**Text shown:**
▼▼▼
Carroll County Man Sentenced to a Year in Prison for Illegally Possessing Firearms While under a Restraining Order
Baltimore, Maryland - Chief U.S. District Judge Benson E. Legg sentenced Antoin Jerrold Newman, age 38, of New Windsor, Maryland, today to a year and a day in prison, followed by three years of supervised release, for possession of a firearm by a person subject to a court order restraining him from threatening an intimate partner, announced United States Attorney for the District of Maryland Rod J. Rosenstein.
▲▲▲
**What needs to be done:**
Pick up the news release about the Carroll County man's firearms sentence right after its last sentence and keep writing it. The lines after this point were taken from a separate source.

[Saved data entries]
▼▼▼
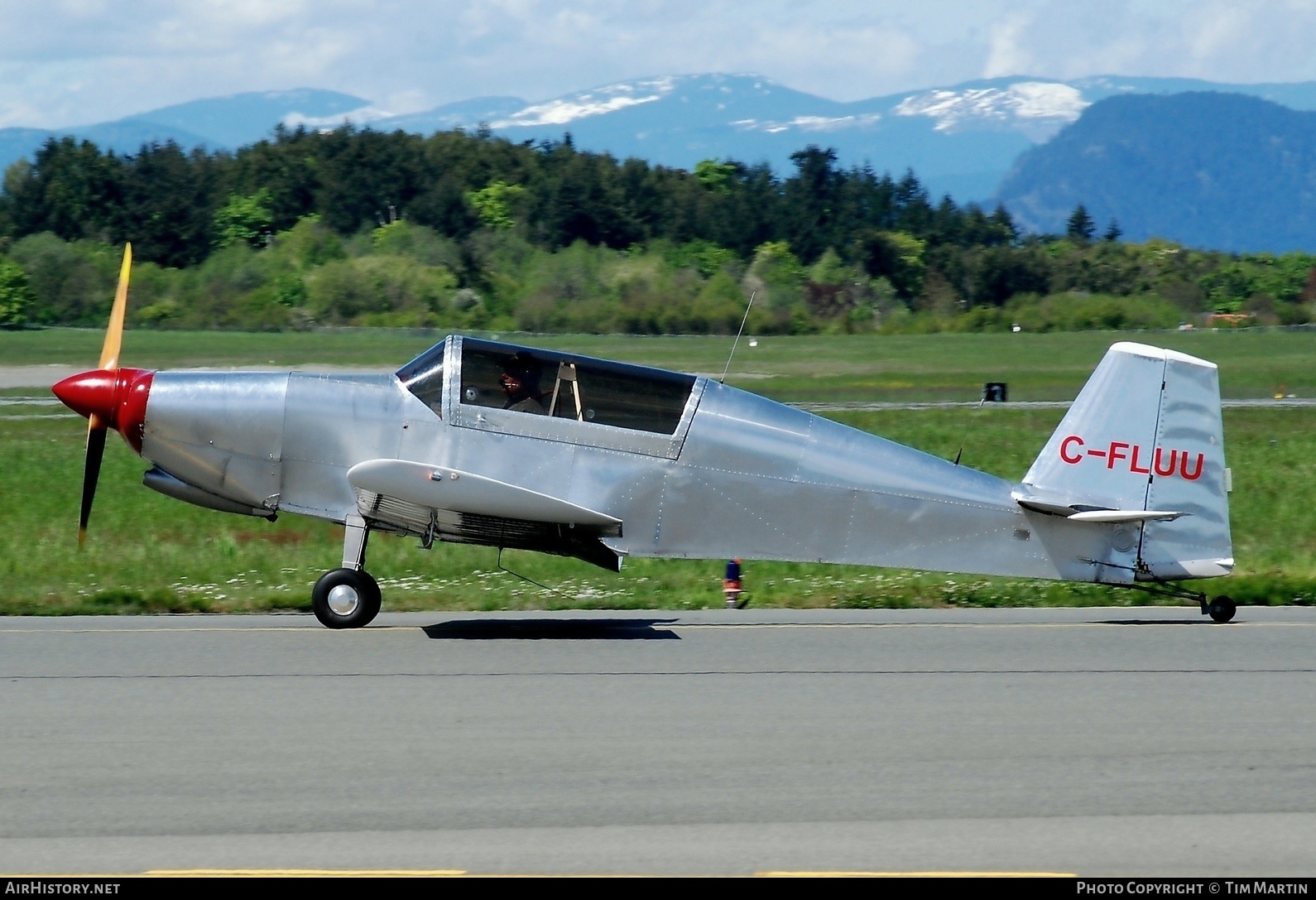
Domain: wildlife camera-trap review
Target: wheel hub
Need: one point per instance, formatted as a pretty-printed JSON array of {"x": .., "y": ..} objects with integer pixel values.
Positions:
[{"x": 343, "y": 599}]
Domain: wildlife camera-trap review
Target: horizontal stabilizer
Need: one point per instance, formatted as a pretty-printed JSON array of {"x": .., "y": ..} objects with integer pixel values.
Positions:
[
  {"x": 439, "y": 487},
  {"x": 1124, "y": 516},
  {"x": 1079, "y": 512}
]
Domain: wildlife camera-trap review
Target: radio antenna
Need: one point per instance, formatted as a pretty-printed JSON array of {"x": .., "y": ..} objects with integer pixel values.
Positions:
[{"x": 745, "y": 319}]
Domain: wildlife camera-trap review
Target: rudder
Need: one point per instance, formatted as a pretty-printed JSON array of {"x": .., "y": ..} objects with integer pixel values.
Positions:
[{"x": 1142, "y": 450}]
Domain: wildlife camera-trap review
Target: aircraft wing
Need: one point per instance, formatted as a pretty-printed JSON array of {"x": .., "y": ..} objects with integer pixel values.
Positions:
[{"x": 439, "y": 487}]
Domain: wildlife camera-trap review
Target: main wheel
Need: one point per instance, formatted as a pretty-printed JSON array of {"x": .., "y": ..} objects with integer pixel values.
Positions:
[
  {"x": 1222, "y": 609},
  {"x": 345, "y": 598}
]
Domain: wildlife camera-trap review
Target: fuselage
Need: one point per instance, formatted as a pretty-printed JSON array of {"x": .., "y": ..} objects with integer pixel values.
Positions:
[{"x": 740, "y": 475}]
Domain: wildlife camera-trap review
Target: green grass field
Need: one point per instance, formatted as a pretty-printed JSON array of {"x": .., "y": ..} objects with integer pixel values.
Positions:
[{"x": 147, "y": 553}]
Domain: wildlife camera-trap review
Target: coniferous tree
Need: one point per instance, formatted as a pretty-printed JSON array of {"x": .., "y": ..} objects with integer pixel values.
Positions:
[{"x": 1079, "y": 227}]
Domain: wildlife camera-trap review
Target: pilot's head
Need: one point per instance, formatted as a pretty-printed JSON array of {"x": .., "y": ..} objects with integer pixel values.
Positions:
[{"x": 520, "y": 377}]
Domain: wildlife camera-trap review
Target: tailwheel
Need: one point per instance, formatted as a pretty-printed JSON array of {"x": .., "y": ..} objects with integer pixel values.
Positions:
[
  {"x": 345, "y": 598},
  {"x": 1222, "y": 609}
]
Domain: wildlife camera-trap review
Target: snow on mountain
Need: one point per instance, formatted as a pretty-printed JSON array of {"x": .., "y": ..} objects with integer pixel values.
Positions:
[
  {"x": 599, "y": 102},
  {"x": 1036, "y": 108},
  {"x": 961, "y": 138}
]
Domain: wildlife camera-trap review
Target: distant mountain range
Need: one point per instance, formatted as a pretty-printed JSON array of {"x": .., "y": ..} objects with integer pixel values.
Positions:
[
  {"x": 959, "y": 140},
  {"x": 1211, "y": 170},
  {"x": 1165, "y": 156}
]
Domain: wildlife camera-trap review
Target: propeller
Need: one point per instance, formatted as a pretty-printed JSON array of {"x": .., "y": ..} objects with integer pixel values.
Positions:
[
  {"x": 96, "y": 424},
  {"x": 108, "y": 397}
]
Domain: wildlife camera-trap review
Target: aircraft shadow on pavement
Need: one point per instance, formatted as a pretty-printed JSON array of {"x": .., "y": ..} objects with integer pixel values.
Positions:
[
  {"x": 553, "y": 629},
  {"x": 1157, "y": 621}
]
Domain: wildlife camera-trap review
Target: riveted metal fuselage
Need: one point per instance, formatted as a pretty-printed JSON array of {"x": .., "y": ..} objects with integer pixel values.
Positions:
[{"x": 742, "y": 477}]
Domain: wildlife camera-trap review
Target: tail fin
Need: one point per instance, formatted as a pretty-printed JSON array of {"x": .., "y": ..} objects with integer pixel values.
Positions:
[{"x": 1142, "y": 450}]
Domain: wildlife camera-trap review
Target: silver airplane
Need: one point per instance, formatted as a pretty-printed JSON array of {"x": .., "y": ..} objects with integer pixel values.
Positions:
[{"x": 492, "y": 444}]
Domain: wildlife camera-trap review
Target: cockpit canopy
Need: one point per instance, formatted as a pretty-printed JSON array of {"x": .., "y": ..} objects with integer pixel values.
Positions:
[{"x": 552, "y": 384}]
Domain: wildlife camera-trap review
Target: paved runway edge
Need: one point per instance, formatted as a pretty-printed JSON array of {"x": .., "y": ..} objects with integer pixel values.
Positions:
[{"x": 1274, "y": 844}]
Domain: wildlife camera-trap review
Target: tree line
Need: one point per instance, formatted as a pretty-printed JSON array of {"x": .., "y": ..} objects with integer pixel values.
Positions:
[{"x": 468, "y": 229}]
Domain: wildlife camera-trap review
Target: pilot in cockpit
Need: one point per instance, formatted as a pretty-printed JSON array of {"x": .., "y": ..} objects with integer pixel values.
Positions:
[{"x": 520, "y": 381}]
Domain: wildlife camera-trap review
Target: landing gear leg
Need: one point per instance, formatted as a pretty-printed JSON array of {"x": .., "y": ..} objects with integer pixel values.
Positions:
[{"x": 348, "y": 596}]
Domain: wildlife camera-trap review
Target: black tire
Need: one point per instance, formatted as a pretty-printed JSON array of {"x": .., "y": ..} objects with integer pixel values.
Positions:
[
  {"x": 1222, "y": 609},
  {"x": 352, "y": 608}
]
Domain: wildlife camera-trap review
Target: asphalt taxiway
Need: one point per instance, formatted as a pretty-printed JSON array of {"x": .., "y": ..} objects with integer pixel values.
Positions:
[{"x": 1091, "y": 741}]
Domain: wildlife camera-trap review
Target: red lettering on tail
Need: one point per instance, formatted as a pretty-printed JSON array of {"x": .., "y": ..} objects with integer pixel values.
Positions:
[
  {"x": 1133, "y": 464},
  {"x": 1162, "y": 473},
  {"x": 1184, "y": 467}
]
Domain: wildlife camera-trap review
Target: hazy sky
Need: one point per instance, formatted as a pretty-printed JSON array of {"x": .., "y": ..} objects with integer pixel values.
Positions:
[{"x": 70, "y": 62}]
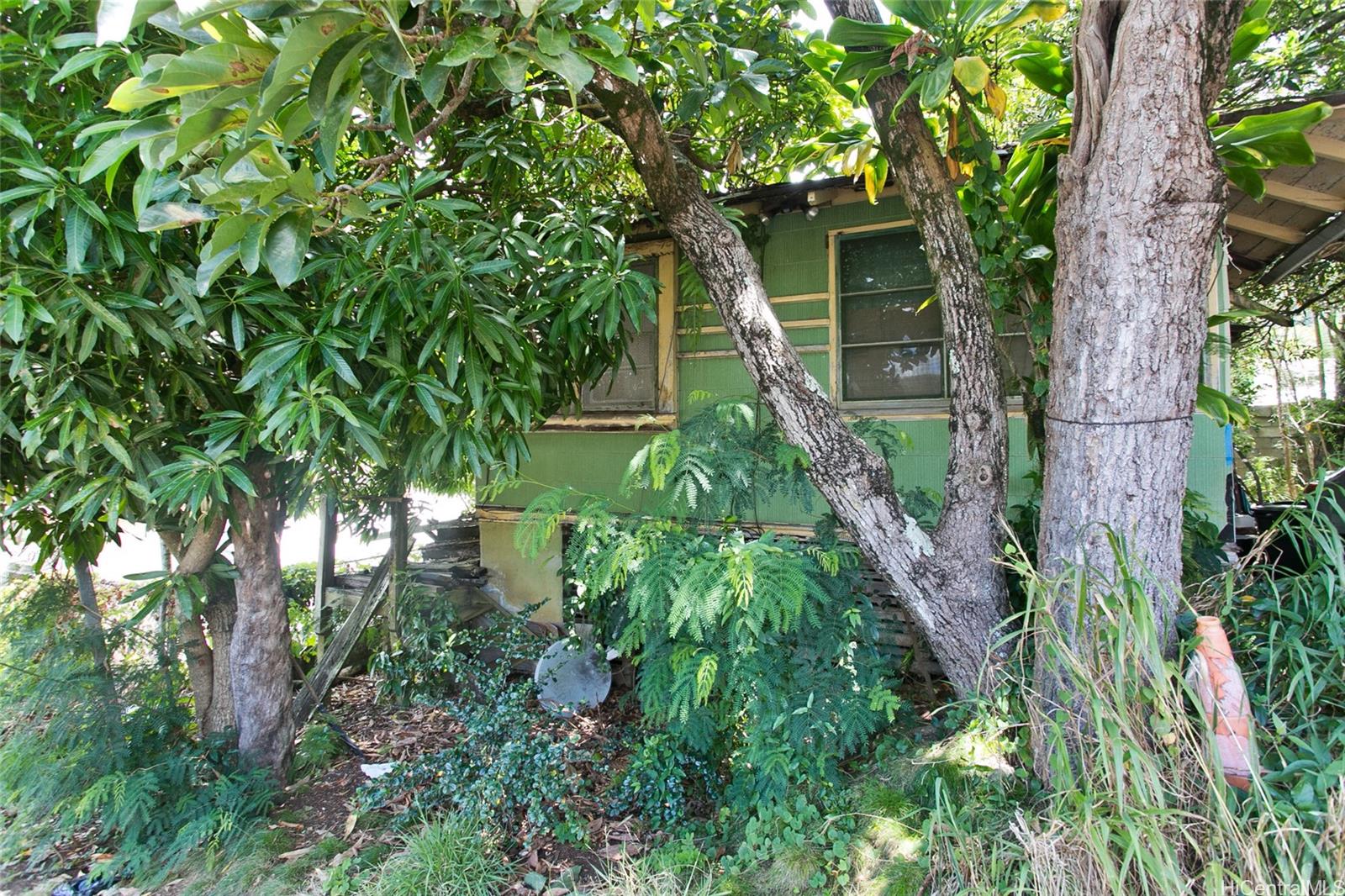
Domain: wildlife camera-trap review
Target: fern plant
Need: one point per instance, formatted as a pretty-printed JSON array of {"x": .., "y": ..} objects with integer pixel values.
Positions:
[
  {"x": 751, "y": 646},
  {"x": 111, "y": 751}
]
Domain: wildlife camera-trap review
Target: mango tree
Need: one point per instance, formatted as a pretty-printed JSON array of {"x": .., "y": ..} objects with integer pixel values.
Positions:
[{"x": 161, "y": 389}]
▲▲▲
**Output:**
According to his plea agreement, on May 4, 2008, Newman was arrested by the Taneytown Police, Carroll County, Maryland for assaulting his former wife. On May 12, 2008, a protective order was issued by the District Court of Maryland for Carroll County establishing that Newman and his ex-wife were to have no contact with each other except to facilitate child visitation. On November 13, 2008, the Carroll County State’s Attorney’s Office was advised that there were photographs of Newman holding what appeared to be firearms on his MySpace computer web site. Newman was prohibited from possessing firearms based on a previous conviction for a handgun violation, as well as based on his being subject to the pending restraining order. Federal agents reviewed the pictures, which showed Antoin Newman in various poses, at times wearing a ski mask and holding what appeared to be weapons. The caption under one of the pictures read: “something for my ex.”
A search of Newman’s residence on November 17, 2008, recovered the two rifles Newman is holding in the pictures, a .30 Caliber Chinese bolt action carbine rifle and a .30 Caliber Universal semi-automatic carbine rifle.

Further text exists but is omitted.